■ **연습 문제**: 아래 기록 중 "the dry brown" 문구가 있는 줄부터 기록의 마지막 줄까지, 양 끝 줄을 포함해 한 글자도 바꾸지 말고 옮겨 적으세요.

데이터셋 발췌

━━━━━━━━━━━━━━━━━━━━━━━━━━━━━━

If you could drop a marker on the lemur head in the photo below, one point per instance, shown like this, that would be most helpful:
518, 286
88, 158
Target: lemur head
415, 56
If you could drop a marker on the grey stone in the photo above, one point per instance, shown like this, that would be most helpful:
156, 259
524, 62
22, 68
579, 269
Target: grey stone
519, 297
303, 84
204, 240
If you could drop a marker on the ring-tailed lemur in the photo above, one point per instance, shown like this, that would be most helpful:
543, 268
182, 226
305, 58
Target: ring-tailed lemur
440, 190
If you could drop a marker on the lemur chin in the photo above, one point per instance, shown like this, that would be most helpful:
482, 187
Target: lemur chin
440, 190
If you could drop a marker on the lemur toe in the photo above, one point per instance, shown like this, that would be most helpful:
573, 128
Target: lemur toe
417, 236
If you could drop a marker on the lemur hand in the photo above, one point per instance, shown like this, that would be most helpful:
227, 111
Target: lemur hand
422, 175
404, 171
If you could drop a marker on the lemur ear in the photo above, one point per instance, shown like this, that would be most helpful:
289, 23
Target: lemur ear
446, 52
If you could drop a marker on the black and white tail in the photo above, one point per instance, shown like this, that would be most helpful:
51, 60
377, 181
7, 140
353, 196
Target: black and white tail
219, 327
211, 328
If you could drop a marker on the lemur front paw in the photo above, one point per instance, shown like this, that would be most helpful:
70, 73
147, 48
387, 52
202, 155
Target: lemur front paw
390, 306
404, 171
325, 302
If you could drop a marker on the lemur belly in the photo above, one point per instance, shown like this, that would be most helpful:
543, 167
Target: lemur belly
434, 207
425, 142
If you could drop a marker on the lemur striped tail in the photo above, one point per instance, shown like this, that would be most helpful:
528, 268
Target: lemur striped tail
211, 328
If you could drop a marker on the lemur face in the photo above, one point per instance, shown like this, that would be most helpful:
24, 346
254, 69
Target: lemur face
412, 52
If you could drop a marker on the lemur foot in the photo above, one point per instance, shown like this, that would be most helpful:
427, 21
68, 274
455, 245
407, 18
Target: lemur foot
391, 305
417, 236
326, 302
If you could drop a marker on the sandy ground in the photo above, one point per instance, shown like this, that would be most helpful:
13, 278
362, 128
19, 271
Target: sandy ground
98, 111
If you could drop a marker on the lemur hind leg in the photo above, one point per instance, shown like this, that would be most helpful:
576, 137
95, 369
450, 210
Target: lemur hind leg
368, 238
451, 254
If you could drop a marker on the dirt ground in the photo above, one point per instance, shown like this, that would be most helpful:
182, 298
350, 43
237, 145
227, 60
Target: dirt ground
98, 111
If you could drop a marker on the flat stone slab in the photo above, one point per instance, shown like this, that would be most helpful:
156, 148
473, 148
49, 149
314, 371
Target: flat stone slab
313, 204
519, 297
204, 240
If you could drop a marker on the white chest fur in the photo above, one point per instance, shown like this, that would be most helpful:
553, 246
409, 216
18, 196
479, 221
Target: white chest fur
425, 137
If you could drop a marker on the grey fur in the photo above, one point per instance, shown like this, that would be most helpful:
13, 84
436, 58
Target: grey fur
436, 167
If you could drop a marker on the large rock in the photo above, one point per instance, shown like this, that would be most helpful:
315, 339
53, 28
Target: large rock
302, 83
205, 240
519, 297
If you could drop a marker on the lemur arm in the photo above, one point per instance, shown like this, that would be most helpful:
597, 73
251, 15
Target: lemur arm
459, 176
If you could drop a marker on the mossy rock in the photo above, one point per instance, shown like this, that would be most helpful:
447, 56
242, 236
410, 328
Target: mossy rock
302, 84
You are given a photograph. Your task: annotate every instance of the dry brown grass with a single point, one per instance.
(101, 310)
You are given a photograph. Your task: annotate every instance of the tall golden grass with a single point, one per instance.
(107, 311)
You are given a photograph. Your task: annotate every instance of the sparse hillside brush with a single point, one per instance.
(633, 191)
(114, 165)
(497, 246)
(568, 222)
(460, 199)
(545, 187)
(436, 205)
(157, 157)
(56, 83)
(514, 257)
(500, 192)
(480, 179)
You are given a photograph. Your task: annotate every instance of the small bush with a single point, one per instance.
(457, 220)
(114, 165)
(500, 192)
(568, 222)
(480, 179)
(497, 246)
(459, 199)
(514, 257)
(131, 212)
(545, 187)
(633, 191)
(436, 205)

━━━━━━━━━━━━━━━━━━━━━━━━━━━━━━

■ **풀이**:
You are given a photograph. Your task: annotate every instance of the dry brown grass with a single point, one per instance.
(101, 310)
You are given a photograph. Your task: annotate every instance of the tall golden grass with a single point, one per instance.
(107, 311)
You are given a photograph. Your task: annotate every instance of the sparse hillside brush with a single point, one per instance.
(633, 191)
(114, 165)
(497, 246)
(568, 222)
(460, 199)
(545, 187)
(436, 205)
(157, 157)
(56, 83)
(514, 257)
(500, 192)
(480, 179)
You are given a photograph. Your task: annotate every instance of the small bush with a single point, one per instance.
(457, 220)
(114, 165)
(500, 192)
(568, 222)
(480, 179)
(497, 246)
(459, 199)
(514, 257)
(131, 212)
(545, 187)
(633, 191)
(436, 205)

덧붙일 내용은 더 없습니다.